Written exercise:
Can you put every line of the material below into a numbered list, dropping any blank lines and leaving the pictures out?

>> START Supplied material

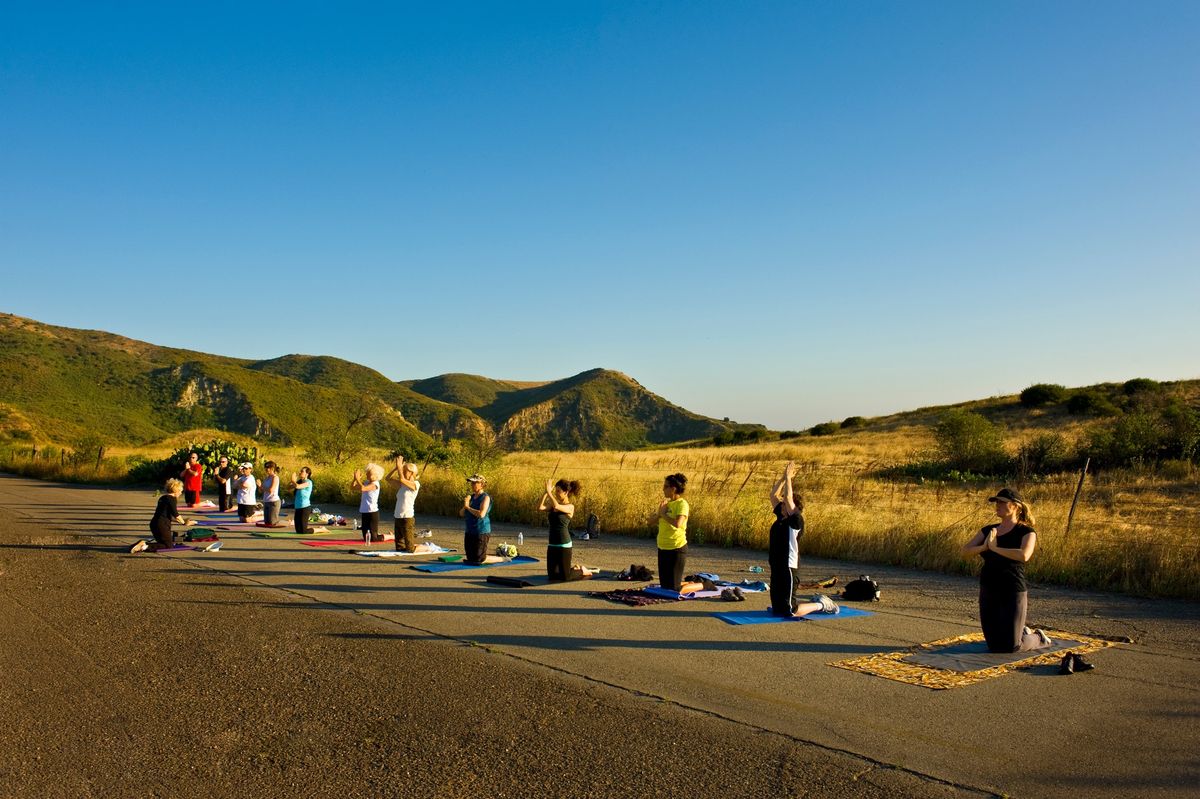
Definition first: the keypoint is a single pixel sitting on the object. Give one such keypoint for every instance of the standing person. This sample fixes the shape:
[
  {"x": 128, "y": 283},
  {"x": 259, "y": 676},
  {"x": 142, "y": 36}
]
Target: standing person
[
  {"x": 407, "y": 485},
  {"x": 301, "y": 503},
  {"x": 271, "y": 500},
  {"x": 369, "y": 500},
  {"x": 783, "y": 552},
  {"x": 166, "y": 514},
  {"x": 475, "y": 509},
  {"x": 245, "y": 486},
  {"x": 672, "y": 518},
  {"x": 223, "y": 475},
  {"x": 1003, "y": 593},
  {"x": 559, "y": 505},
  {"x": 193, "y": 479}
]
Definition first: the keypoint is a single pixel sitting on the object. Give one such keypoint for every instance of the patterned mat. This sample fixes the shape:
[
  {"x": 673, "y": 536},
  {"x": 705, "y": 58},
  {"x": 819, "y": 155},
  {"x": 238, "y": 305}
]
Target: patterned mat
[{"x": 895, "y": 665}]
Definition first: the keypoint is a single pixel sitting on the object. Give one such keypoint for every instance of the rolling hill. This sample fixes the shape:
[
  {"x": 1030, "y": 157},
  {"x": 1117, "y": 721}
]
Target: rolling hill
[{"x": 60, "y": 384}]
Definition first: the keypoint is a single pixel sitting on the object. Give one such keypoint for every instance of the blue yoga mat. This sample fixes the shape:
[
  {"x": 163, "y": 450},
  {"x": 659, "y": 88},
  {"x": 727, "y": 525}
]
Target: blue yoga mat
[
  {"x": 763, "y": 617},
  {"x": 435, "y": 568}
]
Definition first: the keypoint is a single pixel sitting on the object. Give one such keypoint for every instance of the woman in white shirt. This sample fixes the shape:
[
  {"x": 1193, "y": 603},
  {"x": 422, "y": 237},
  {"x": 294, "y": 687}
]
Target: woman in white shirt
[
  {"x": 407, "y": 485},
  {"x": 369, "y": 504}
]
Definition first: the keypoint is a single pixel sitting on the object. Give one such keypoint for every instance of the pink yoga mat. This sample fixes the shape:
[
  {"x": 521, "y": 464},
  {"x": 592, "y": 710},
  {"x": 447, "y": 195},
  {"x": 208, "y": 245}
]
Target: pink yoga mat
[{"x": 339, "y": 542}]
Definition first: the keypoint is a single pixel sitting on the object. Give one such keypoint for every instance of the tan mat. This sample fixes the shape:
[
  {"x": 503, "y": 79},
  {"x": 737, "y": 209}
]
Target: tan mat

>> END Supplied material

Written reply:
1. Definition first: the keypoint is a single pixel sitting on the object. Give one such keypoint for every instance of the standing person. This sample fixes the shape:
2. [
3.   {"x": 128, "y": 283},
4.   {"x": 259, "y": 676},
5.   {"x": 142, "y": 36}
6. ]
7. Target: standing person
8. [
9.   {"x": 407, "y": 485},
10.   {"x": 301, "y": 503},
11.   {"x": 271, "y": 500},
12.   {"x": 369, "y": 500},
13.   {"x": 783, "y": 552},
14.   {"x": 166, "y": 514},
15.   {"x": 475, "y": 509},
16.   {"x": 245, "y": 486},
17.   {"x": 672, "y": 518},
18.   {"x": 223, "y": 475},
19.   {"x": 1003, "y": 593},
20.   {"x": 559, "y": 505},
21.   {"x": 193, "y": 479}
22. ]
23. Definition first: the keypoint is a single pixel sitting on the object. Give one such keypoint for every instance of the patterned mat. This sample fixes the shape:
24. [
25.   {"x": 673, "y": 536},
26.   {"x": 705, "y": 58},
27.   {"x": 819, "y": 155},
28.   {"x": 238, "y": 305}
29. ]
30. Target: patterned mat
31. [{"x": 895, "y": 665}]
32. Definition first: the keypoint is a single pixel sitting on the object. Give one such keypoint for every instance of the rolling hill. This sample fixes the shape:
33. [
34.   {"x": 1030, "y": 157},
35.   {"x": 1117, "y": 721}
36. ]
37. Target: rolling hill
38. [{"x": 60, "y": 384}]
39. Definition first: the keypoint is a single pixel sitting on the object. Give one such keypoint for every instance of the blue yoga mat. This sample fixes the shape:
40. [
41.   {"x": 163, "y": 450},
42.   {"x": 659, "y": 88},
43.   {"x": 727, "y": 525}
44. ]
45. Target: blue yoga mat
46. [
47.   {"x": 763, "y": 617},
48.   {"x": 435, "y": 568}
49. ]
50. Definition first: the keypoint is a single pixel sitting on the object. Give one such keypoint for every instance of the woman in white shirt. This sample fixes the shape:
51. [
52.   {"x": 1193, "y": 603},
53.   {"x": 422, "y": 237},
54.   {"x": 294, "y": 687}
55. ]
56. Target: woman in white shirt
57. [
58.   {"x": 407, "y": 485},
59.   {"x": 369, "y": 504}
60. ]
61. Definition first: the keypoint is a single pixel sitting on the object. Give one such keypoint for every instance of the pink yoga mat. This sample fixes the shape:
62. [
63.   {"x": 521, "y": 464},
64.   {"x": 592, "y": 710},
65.   {"x": 447, "y": 195},
66.   {"x": 208, "y": 245}
67. ]
68. Target: pink yoga mat
69. [{"x": 339, "y": 542}]
70. Definition first: the keypoint is a single pixel sitting on the object. Give one such keypoint for every instance of the tan mat. This sample fixes the shape:
71. [
72.   {"x": 503, "y": 79},
73.   {"x": 737, "y": 209}
74. ]
75. Target: tan mat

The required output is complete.